Desde esta semana asumí una tarea que, desde mi punto de vista, es muy alta, muy prestigiosa: comencé un pequeño “ministerio personal” en un geriátrico. El jueves me levanté muy temprano, puse en orden las ideas y salí en el auto sin ningún papel, solo confiando en lo que el Señor me diera en ese momento. Cuando llegué, me esperaban unos veinte internos —más mujeres que hombres— que se brindaron con toda calidez.
Me ubiqué parado en el centro de ese salón. Me presenté porque nadie me conocía (no es un sitio evangélico) y luego les pedí que me dijeran sus nombres. Ese simple gesto abrió la puerta a la confianza y al diálogo.
Mientras hablaba, me llamó la atención que se acercaran también las enfermeras, algunos empleados administrativos y hasta unos obreros que estaban refaccionando algo. Todos se quedaron hasta el final. Al concluir, la terapista ocupacional se me acercó y me dijo con una sonrisa: “Ya estamos deseando su próxima visita”. Ese fue, para mí, el mejor halago.
Volví muy feliz a casa para contarle a Hilda. No hubo multitudes, ni carteles anunciando mi nombre, ni cámaras, ni aplausos… solo un solitario predicador empeñado en decirles a esos abuelos que Dios los ama mucho.

### Problemas y tareas
- 1) ¿Puedes reescribir la parte del relato sobre la visita al geriátrico que empieza con las palabras "Me ubiqué parado" y termina con "el mejor halago.", poniendo "cuidadoras" en lugar de "enfermeras"?
- 2) ¿Cómo seguirías el relato sobre la visita al geriátrico a partir de su última oración?

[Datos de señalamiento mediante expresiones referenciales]
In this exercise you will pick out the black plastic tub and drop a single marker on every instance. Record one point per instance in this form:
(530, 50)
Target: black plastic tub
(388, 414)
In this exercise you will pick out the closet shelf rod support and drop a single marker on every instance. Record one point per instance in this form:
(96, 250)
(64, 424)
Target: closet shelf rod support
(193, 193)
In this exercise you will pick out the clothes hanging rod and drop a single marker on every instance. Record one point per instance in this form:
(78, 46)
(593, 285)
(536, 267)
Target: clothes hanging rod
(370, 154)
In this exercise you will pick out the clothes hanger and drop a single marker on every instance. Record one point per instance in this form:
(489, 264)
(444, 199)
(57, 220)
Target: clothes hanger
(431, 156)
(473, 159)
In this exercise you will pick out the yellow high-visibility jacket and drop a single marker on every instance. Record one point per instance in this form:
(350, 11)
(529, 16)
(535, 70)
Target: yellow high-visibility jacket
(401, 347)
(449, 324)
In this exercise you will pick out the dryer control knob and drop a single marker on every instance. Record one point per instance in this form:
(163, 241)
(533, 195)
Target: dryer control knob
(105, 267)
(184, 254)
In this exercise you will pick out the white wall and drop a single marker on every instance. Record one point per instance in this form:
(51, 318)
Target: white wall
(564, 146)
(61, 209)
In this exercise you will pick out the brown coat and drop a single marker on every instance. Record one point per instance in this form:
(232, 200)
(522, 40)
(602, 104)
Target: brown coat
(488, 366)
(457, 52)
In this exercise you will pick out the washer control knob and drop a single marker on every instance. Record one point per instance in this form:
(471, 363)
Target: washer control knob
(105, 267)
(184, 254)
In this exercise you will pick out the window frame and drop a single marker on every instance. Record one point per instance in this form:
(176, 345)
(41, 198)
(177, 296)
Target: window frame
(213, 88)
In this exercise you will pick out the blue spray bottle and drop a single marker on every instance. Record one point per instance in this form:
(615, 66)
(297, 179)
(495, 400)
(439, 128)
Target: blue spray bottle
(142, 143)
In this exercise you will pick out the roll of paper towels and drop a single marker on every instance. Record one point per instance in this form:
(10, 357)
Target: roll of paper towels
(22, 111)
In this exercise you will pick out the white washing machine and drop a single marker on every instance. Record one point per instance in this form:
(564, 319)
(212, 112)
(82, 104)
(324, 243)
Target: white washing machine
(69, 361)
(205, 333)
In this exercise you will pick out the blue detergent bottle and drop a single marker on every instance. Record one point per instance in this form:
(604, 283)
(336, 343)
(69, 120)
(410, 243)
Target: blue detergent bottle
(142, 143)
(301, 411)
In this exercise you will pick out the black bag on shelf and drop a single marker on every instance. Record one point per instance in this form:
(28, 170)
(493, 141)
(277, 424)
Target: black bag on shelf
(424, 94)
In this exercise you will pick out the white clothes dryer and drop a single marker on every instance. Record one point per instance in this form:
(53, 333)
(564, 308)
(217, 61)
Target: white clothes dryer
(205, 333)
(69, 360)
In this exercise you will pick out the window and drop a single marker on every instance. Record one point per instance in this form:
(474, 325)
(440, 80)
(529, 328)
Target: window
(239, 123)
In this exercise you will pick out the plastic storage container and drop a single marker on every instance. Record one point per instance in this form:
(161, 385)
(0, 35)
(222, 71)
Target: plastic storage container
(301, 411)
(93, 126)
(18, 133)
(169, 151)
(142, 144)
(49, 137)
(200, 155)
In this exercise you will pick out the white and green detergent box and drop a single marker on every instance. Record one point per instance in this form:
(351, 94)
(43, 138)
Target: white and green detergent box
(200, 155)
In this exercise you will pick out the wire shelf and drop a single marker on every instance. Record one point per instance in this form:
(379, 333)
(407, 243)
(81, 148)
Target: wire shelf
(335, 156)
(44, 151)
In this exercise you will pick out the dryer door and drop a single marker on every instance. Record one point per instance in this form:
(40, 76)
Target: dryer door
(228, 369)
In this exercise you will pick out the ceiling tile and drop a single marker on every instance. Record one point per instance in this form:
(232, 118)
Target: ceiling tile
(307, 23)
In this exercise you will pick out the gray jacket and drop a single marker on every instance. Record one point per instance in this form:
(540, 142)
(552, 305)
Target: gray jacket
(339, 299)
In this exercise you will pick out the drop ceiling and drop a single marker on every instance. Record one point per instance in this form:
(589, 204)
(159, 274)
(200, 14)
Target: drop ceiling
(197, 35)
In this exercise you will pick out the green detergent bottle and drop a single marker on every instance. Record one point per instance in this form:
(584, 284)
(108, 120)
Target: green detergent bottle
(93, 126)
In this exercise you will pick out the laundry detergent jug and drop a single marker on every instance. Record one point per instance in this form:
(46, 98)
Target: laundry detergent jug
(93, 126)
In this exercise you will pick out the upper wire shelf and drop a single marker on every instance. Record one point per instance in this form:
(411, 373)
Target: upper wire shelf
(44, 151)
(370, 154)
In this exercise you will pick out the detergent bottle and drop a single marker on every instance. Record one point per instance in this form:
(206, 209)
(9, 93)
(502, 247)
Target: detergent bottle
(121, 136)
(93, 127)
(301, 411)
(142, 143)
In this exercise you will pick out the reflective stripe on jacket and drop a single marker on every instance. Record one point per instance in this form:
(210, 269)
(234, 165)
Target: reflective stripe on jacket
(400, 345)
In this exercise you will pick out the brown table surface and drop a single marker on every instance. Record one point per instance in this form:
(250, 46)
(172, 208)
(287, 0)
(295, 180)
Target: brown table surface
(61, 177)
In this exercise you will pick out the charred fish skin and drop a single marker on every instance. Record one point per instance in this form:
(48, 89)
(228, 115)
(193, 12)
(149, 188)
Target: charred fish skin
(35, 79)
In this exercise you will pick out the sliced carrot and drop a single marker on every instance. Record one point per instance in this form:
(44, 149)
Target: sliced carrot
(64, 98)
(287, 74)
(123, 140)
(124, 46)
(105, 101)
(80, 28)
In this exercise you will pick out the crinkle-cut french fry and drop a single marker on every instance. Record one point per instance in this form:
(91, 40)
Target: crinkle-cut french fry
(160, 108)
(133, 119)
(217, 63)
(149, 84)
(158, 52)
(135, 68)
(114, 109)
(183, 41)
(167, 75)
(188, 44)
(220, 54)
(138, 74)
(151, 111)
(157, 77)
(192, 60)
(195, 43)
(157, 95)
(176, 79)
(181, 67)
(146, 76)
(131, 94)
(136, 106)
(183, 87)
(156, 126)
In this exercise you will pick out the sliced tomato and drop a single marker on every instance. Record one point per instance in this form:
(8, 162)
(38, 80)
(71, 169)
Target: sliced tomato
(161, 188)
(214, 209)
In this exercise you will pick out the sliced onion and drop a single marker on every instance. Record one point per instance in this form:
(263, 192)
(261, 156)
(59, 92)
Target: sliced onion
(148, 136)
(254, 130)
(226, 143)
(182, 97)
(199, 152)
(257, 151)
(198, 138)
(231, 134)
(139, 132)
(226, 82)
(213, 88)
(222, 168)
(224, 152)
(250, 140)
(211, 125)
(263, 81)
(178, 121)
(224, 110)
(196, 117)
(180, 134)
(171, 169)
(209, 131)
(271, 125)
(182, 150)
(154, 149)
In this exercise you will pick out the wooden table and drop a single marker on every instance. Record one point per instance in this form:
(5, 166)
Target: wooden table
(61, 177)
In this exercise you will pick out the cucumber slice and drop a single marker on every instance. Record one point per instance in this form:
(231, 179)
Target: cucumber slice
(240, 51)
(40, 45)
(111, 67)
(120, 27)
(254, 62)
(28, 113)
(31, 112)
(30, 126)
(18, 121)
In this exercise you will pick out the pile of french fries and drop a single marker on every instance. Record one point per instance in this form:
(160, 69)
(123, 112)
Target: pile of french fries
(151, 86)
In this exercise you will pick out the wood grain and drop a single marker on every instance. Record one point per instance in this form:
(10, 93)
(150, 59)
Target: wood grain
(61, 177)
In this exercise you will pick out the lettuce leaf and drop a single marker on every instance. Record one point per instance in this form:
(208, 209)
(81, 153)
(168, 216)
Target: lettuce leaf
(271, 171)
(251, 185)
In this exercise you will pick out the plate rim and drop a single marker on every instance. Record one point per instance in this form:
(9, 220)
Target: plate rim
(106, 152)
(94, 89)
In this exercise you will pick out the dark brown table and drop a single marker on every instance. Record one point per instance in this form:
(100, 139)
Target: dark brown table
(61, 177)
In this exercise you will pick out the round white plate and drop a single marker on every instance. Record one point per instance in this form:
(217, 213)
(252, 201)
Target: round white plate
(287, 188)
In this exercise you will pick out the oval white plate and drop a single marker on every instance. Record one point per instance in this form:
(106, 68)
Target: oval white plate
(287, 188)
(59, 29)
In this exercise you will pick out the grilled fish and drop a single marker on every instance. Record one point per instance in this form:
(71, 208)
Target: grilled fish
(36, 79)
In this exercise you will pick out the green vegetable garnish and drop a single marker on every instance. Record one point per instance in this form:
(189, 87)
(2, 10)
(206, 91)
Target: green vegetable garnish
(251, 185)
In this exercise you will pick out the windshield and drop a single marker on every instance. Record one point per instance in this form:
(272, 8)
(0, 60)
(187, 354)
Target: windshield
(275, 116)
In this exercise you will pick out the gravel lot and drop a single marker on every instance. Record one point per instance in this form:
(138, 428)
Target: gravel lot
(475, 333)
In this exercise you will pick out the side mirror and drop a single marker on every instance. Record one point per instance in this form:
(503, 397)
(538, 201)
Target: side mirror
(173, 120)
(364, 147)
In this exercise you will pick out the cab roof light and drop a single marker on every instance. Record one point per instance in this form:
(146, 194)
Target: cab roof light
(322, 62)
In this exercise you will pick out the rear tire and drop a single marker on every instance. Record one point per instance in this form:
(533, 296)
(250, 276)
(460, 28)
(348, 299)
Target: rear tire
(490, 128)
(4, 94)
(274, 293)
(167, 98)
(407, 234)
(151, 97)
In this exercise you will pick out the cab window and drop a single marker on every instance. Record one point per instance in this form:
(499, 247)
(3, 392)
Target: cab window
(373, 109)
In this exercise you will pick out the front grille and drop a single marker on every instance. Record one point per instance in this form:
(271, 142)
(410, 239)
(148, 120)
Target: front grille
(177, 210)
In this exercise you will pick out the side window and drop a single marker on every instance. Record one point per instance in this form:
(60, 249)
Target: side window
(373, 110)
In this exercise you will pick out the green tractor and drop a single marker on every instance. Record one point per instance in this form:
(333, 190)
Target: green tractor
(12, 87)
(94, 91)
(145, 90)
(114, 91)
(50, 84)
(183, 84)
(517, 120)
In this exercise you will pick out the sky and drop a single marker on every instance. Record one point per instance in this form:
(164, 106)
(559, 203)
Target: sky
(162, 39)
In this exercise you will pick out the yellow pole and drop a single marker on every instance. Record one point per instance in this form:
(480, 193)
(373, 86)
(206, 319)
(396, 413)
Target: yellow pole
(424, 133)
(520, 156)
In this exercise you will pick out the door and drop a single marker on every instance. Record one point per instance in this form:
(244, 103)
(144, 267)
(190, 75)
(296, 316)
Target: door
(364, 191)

### Resultados del ejercicio
- 1)
Me ubiqué parado en el centro de ese salón. Me presenté porque nadie me conocía (no es un sitio evangélico) y luego les pedí que me dijeran sus nombres. Ese simple gesto abrió la puerta a la confianza y al diálogo.
Mientras hablaba, me llamó la atención que se acercaran también las cuidadoras, algunos empleados administrativos y hasta unos obreros que estaban refaccionando algo. Todos se quedaron hasta el final. Al concluir, la terapista ocupacional se me acercó y me dijo con una sonrisa: “Ya estamos deseando su próxima visita”. Ese fue, para mí, el mejor halago.

- 2)
Me quedó grabado, en un versículo que nunca olvido, que el Señor no mide la importancia de un ministerio por la cantidad de público ni por los escenarios. Jesús dijo: “De cierto os digo que en cuanto lo hicisteis a uno de estos mis hermanos más pequeños, para mí lo hicisteis” (Mateo 25:40).
El corazón de Dios se inclina con ternura hacia los ancianos, hacia los que están en soledad o en el ocaso de su vida. Y a nosotros nos llama a ser instrumentos de consuelo. El apóstol Pablo escribió: “Por tanto, alentaos los unos a los otros, y edificaos unos a otros, así como lo hacéis” (1 Tesalonicenses 5:11).
En un mundo que corre detrás de la fama y de los números, Dios nos recuerda que lo eterno se juega en lo sencillo: un nombre recordado, una sonrisa compartida, una oración susurrada al oído de un abuelo que tal vez hace tiempo que nadie escucha.
Ese día confirmé que no existen lugares pequeños cuando se predica un evangelio tan grande. Y me fui con la convicción de que, aunque mis palabras fueron simples, la presencia del Señor llenó ese salón.
La tarea recién comienza, y confío que Él me seguirá dando palabra fresca cada jueves. Pero ya entendí algo: allí donde haya un corazón que escuche, allí está el mejor púlpito del mundo.